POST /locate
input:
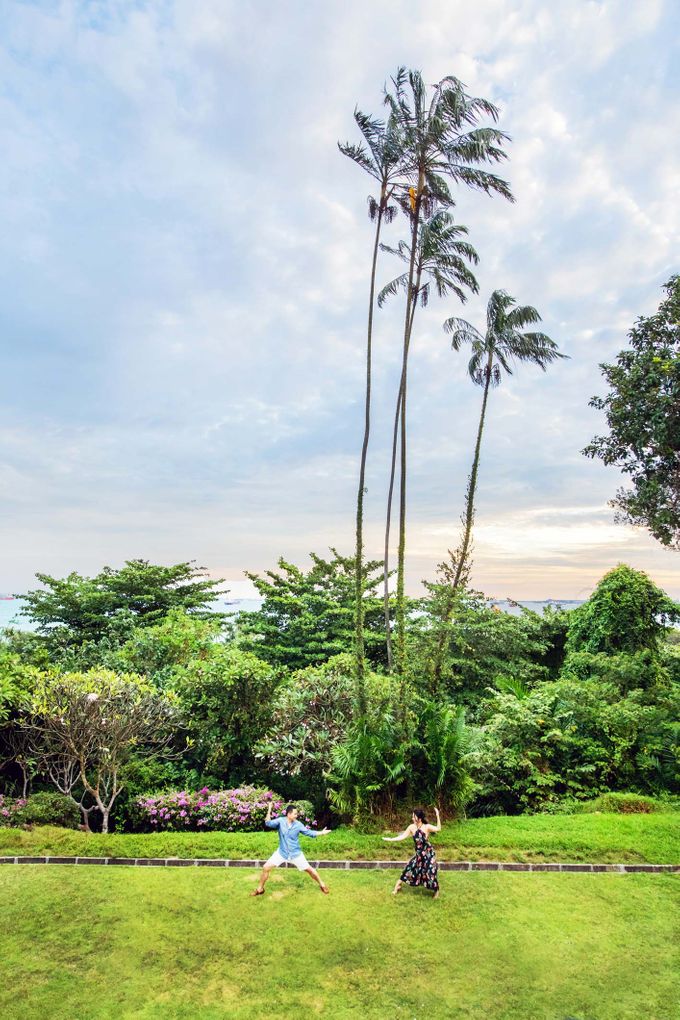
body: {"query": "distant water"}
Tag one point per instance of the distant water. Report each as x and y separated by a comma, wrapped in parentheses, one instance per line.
(9, 609)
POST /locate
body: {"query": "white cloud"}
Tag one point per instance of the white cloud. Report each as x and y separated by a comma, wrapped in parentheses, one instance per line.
(185, 272)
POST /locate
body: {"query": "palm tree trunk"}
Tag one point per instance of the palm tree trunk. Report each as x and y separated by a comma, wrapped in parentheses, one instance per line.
(401, 555)
(472, 485)
(467, 533)
(390, 493)
(360, 661)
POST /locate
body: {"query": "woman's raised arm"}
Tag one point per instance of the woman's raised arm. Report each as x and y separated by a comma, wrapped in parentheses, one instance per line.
(398, 838)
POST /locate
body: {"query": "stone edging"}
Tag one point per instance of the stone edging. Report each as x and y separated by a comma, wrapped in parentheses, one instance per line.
(177, 862)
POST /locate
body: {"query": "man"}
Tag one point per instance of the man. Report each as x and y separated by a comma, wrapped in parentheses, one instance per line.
(290, 830)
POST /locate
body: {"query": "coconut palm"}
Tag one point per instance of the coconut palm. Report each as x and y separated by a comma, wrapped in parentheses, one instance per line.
(440, 145)
(493, 354)
(380, 157)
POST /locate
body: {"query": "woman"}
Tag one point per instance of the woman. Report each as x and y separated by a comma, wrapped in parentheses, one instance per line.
(422, 868)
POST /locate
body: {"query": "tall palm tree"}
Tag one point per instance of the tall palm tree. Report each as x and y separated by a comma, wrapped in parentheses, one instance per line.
(440, 145)
(379, 156)
(505, 342)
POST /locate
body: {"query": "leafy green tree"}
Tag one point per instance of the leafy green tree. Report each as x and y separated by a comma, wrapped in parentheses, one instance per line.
(73, 609)
(625, 613)
(573, 738)
(307, 617)
(642, 410)
(380, 157)
(505, 342)
(85, 727)
(474, 644)
(441, 144)
(226, 703)
(313, 711)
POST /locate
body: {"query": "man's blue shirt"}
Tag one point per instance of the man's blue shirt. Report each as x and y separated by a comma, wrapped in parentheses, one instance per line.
(289, 835)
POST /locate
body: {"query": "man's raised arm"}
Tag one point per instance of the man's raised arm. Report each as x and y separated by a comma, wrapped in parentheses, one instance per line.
(313, 832)
(269, 821)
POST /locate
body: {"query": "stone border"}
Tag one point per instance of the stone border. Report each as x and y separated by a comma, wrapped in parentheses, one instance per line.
(179, 862)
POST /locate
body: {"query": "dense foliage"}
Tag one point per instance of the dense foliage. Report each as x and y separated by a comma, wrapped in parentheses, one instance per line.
(241, 810)
(307, 617)
(494, 713)
(642, 410)
(74, 609)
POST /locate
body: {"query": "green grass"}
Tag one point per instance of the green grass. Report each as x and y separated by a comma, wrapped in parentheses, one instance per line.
(191, 945)
(652, 838)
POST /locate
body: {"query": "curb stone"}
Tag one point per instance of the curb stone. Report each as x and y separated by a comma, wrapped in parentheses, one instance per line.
(188, 862)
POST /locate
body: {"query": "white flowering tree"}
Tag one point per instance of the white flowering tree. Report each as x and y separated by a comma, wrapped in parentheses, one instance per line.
(86, 726)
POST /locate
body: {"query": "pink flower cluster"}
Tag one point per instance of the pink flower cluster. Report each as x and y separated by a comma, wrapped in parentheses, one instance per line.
(9, 807)
(241, 810)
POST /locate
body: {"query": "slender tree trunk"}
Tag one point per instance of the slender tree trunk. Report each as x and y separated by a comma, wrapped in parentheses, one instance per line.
(359, 566)
(390, 493)
(472, 487)
(401, 555)
(467, 531)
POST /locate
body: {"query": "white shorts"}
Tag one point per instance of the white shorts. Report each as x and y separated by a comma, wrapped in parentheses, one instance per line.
(277, 859)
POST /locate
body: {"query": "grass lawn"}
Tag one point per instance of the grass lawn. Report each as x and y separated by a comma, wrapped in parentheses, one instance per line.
(605, 838)
(102, 942)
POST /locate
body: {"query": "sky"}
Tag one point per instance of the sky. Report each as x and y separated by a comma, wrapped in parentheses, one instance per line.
(184, 282)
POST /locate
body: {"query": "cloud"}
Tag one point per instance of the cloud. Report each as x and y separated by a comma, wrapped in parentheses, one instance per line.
(184, 282)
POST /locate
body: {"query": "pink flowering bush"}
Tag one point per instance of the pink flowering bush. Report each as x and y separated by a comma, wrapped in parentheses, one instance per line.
(241, 810)
(9, 809)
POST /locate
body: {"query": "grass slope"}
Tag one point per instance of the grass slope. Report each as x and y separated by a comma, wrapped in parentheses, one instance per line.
(604, 838)
(97, 944)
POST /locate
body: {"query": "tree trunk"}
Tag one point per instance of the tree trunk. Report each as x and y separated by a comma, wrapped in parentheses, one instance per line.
(360, 662)
(390, 493)
(401, 555)
(467, 532)
(472, 486)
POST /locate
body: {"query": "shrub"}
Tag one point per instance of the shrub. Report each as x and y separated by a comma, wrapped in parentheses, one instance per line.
(242, 810)
(622, 804)
(49, 808)
(9, 808)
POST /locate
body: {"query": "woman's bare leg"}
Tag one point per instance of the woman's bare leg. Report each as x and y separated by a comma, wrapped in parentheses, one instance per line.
(313, 873)
(263, 877)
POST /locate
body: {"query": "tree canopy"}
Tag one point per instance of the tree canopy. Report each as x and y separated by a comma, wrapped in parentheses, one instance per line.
(139, 594)
(642, 410)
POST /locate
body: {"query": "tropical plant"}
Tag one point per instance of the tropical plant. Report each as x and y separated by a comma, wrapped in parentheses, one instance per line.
(439, 765)
(368, 767)
(505, 342)
(440, 145)
(75, 609)
(642, 410)
(85, 727)
(380, 157)
(242, 810)
(312, 713)
(225, 700)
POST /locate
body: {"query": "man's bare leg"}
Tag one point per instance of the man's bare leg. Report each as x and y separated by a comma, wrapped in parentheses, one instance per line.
(263, 878)
(313, 873)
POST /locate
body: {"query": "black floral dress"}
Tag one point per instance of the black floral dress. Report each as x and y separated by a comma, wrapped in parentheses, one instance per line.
(422, 868)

■ WORK REQUIRED ■
All text in the material above must be written out exactly; the images are to be skipped.

■ ANSWER BOX ■
POST /locate
input:
body: {"query": "distant water"}
Tag one point per instance of the distant water. Report each as x and y separated by a comma, wrapped in parentheses, one instance per line.
(9, 609)
POST /locate
body: {"query": "white cloud"}
Tag one point per instance of the white cloud. Report each as x and y separated by a comma, wrapped in parentheses, one instance per line.
(185, 272)
POST /locate
body: {"query": "palm tree trunk"}
Tag one point per instance of the palm tree trunk. Report each as x and y separated by a comma, wrapped in parentheses, one instance per line.
(401, 555)
(472, 485)
(467, 533)
(390, 493)
(360, 661)
POST /locate
body: {"query": "woman's raised arm"}
Tag one point per instance of the woman's raised arm. Report each as x and y separated by a comma, wrapped in parentheses, one instance per line.
(398, 838)
POST /locate
body: {"query": "stone edging"}
Tag one point per instance of the stone edging. Report each as x and y separated by a comma, wrapped in parentheses, one instance per line.
(177, 862)
POST /locate
body: {"query": "man"}
Tag one point per instance of the man. Report each as x and y separated by a comma, wrapped in parentheses, one instance per line.
(290, 830)
POST /locate
body: {"query": "coconut palm"}
Tag one point per instance of the coconut palm. Report each as x and y separated by a comma, wrapped in parentheses, one instance per line.
(440, 145)
(493, 354)
(380, 157)
POST /locate
body: {"query": "woman"}
Tag one point per instance of the woman. Report each as x and y separated by a comma, wrapped in parentheses, one instance per line.
(422, 868)
POST /locate
body: {"query": "tall palm tree"}
Tag one point per instance of the tall palm tree. Report each as x and y separated by a comma, wrapped in parentheses, one instance per line.
(440, 145)
(379, 156)
(505, 342)
POST /locate
body: {"query": "leafy green tree"}
Tag one point per instance of the leafy green tree. Report each as x and y separated by a comma, wrapped in parentheses, one instance per line.
(73, 609)
(625, 613)
(573, 738)
(307, 617)
(642, 410)
(380, 157)
(505, 342)
(85, 727)
(474, 644)
(441, 144)
(226, 703)
(313, 711)
POST /locate
body: {"query": "man's blue shirt"}
Tag one point per instance of the man's blue shirt. Report each as x and y separated by a comma, wrapped in parentheses, one instance per line.
(289, 835)
POST /locate
body: {"query": "man's raised arm"}
Tag one point per instance of the man's raised arm. Report each as x and y separated by a comma, wrapped in parentheses, one instance per line.
(313, 832)
(269, 821)
POST /locate
body: {"query": "stone border"}
Tag one point per instance of the stone border. Report each as x and y separated by a comma, wrapped in parentheses, one instance per line.
(179, 862)
POST /locate
body: {"query": "dense foliage"}
Tag one point per instance of the dense foliage. Report each as x and y separated by a comma, wrapped in parentheses, one instance per line.
(241, 810)
(307, 617)
(494, 713)
(642, 410)
(74, 609)
POST /locate
body: {"query": "green grass"}
Tag one point per instance of the green grass. Report each as x and y separated by a comma, wrapped in parentheses, one instance per line.
(191, 945)
(652, 838)
POST /locate
body: {"query": "curb stone"}
Tag one point per instance of the curb stone. Report each as x and y separated by a comma, wrapped in parentheses, one instance per line.
(188, 862)
POST /locate
body: {"query": "white flowering tree"}
Tag one point per instance of the white flowering tree. Report each as x and y separated by a comma, wrapped in parentheses, one instance per line.
(86, 726)
POST /locate
body: {"query": "pink flower cluster"}
Tag one point per instance of the pink flower cluster. Report each as x and y separated by a comma, wrapped in parentheses, one instance per line.
(9, 807)
(241, 810)
POST /locate
body: {"query": "slender tree trunk"}
Tag one point per instance of the slender tree trunk. Report each as x and y separated by a comma, wrapped in parentheses, one instance per line.
(359, 566)
(390, 493)
(472, 487)
(401, 555)
(467, 531)
POST /locate
body: {"query": "white shorts"}
Tag one point per instance of the white shorts. Report each as x and y separated by a comma, wrapped in parentheses, one instance per line.
(277, 859)
POST /locate
body: {"query": "grass lawn"}
Tag one point per instance of the grass lawn. Report each as x and y separated by a comma, wrapped in parentheses, one instance per line.
(605, 838)
(102, 942)
POST /locate
body: {"query": "sky"}
Tag one point per instance of the sky. Report each as x and y separated by a comma, wrapped in parentheses, one instance per line.
(184, 282)
POST /locate
body: {"query": "cloud"}
Tag one point per instance of the cloud. Report each as x and y separated by a comma, wrapped in parentheses, one instance per line.
(184, 282)
POST /locate
body: {"query": "pink flowering bush"}
Tag one point per instance of the pink flowering bush. Report each as x and y separated by a comma, wrapped in parentheses, one instance per line.
(241, 810)
(9, 809)
POST /locate
body: {"query": "grass slope"}
Tag one point per instance of the grass slope. Report each as x and y separated by a comma, wrapped in parentheses, one instance per line.
(604, 838)
(97, 944)
POST /locate
body: {"query": "tree trunk"}
Tag one point per instance of the tree trunk. Report each as x and y separated by a comma, wrapped in parentheses, one instance per line.
(360, 662)
(390, 493)
(401, 555)
(467, 532)
(472, 486)
POST /locate
body: {"query": "shrub"}
Tag one point per instance of the shrub. Report each as x and y separated by a comma, wrapped in parentheses, one instance per line.
(242, 810)
(622, 804)
(49, 808)
(9, 808)
POST /locate
body: {"query": "woman's bare leg"}
Tag one point per instance of the woman's bare leg. Report each as x and y separated by a comma, wrapped in parentheses, one instance per line.
(313, 873)
(263, 877)
POST /locate
body: {"query": "tree canopy"}
Tag one point per instance of the tree canopy. Report each as x and y separated by a comma, wrapped in parentheses, one instance per line.
(139, 594)
(642, 410)
POST /locate
body: {"query": "tropical plant"}
Tag one point per instance of the tropical plant. Report each as x and y separated by a comma, wrapped in parentheses, one instance per line.
(439, 765)
(368, 767)
(505, 342)
(440, 145)
(75, 609)
(642, 410)
(85, 727)
(380, 157)
(242, 810)
(312, 713)
(225, 700)
POST /locate
body: {"query": "man's bare leg"}
Tag one point per instance of the man's bare leg. Report each as x and y separated by a comma, wrapped in parentheses, one instance per line.
(263, 878)
(313, 873)
POST /locate
body: {"query": "black floral dress"}
Tag one point per instance of the black floral dress. Report each as x and y separated by a comma, wrapped in parentheses, one instance per line.
(422, 868)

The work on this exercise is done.